-- THE TASK --
This task requires every entry to be set down again exactly.

-- INFORMATION SUPPLIED --

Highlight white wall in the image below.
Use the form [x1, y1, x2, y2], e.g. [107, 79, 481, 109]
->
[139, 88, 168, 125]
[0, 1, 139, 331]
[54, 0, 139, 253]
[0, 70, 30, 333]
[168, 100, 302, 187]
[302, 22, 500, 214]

-- RESPONSE AREA --
Highlight white wall in the image below.
Use the form [x1, y1, x2, y2], e.g. [107, 79, 481, 109]
->
[139, 88, 168, 125]
[0, 1, 139, 331]
[54, 0, 139, 253]
[0, 70, 30, 333]
[168, 100, 302, 187]
[302, 22, 500, 214]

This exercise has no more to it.